◆ Excerpt provided
=== Section Start ===
In the second type of variable-length mastery testing, the stopping rule only is adaptive but 
the item to be administered next is selected random. In the following, this type of variable-length 
mastery testing will be denoted as sequential mastery testing (SMT). In the present paper, optimal 
rules will be derived for SMT using the framework of minimax sequential decision theory (e.g., 
DeGroot, 1970; Lehmann, 1959). 



Review of Existing Procedures to Variable-Length Mastery Testing 

In this section, earlier solutions to both the adaptive and sequential mastery problem will be briefly 
reviewed. First, earlier solutions to AMT will be considered. Next, it will be indicated how SMT 
has been dealt with in the literature. 

Earlier Solutions to Adaptive Mastery Testing 

In adaptive mastery testing, two item response theory (IRT)-based strategies have been primarily 
used for selecting the item to be administered next. First, Kingsbury and Weiss (1983) proposed the 
item to be administered next is the one that maximizes the amount of (Fisher's) information at 
student's last ability estimate.
=== Section End ===
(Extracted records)
=== Section Start ===
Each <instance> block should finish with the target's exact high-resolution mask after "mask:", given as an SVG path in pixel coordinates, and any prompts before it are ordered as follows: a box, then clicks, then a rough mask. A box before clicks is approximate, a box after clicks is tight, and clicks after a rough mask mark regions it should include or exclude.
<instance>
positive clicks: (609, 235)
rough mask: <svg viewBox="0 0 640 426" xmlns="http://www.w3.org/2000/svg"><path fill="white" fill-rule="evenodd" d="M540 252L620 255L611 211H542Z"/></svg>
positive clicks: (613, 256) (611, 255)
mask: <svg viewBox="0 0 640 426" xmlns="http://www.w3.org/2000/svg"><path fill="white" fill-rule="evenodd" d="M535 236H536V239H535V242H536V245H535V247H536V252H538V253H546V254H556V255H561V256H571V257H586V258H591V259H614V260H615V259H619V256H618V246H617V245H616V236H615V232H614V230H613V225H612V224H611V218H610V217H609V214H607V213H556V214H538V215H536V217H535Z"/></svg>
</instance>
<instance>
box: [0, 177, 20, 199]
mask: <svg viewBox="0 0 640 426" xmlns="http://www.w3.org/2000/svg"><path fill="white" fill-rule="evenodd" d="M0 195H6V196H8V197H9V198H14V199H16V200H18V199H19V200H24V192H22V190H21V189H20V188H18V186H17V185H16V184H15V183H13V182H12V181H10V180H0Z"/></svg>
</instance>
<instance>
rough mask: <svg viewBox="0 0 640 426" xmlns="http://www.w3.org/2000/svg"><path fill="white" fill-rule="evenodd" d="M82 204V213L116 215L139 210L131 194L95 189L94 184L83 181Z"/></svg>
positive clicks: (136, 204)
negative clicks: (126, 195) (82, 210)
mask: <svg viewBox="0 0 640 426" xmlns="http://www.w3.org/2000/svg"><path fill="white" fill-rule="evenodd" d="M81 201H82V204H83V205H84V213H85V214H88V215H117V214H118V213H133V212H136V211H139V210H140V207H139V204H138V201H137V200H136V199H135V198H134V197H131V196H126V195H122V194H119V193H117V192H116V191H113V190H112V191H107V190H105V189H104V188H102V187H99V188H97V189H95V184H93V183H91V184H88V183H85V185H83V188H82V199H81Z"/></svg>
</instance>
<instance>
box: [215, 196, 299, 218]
=== Section End ===
◆ Task requirements
1/ Summarize the excerpt on variable-length mastery testing in two sentences.
2/ Revise the excerpt on variable-length mastery testing from "In the second" down to "in the literature.", substituting "SQMT" for "SMT".

◆ Task-by-task answers
1/ In sequential mastery testing (SMT), only the stopping rule is adaptive and the next item is selected at random, and the paper derives optimal rules for SMT within the framework of minimax sequential decision theory. In adaptive mastery testing, two IRT-based strategies have mainly been used to select the next item; the first, proposed by Kingsbury and Weiss (1983), picks the item that maximizes Fisher's information at the student's last ability estimate.

2/
In the second type of variable-length mastery testing, the stopping rule only is adaptive but 
the item to be administered next is selected random. In the following, this type of variable-length 
mastery testing will be denoted as sequential mastery testing (SQMT). In the present paper, optimal 
rules will be derived for SQMT using the framework of minimax sequential decision theory (e.g., 
DeGroot, 1970; Lehmann, 1959). 



Review of Existing Procedures to Variable-Length Mastery Testing 

In this section, earlier solutions to both the adaptive and sequential mastery problem will be briefly 
reviewed. First, earlier solutions to AMT will be considered. Next, it will be indicated how SQMT 
has been dealt with in the literature.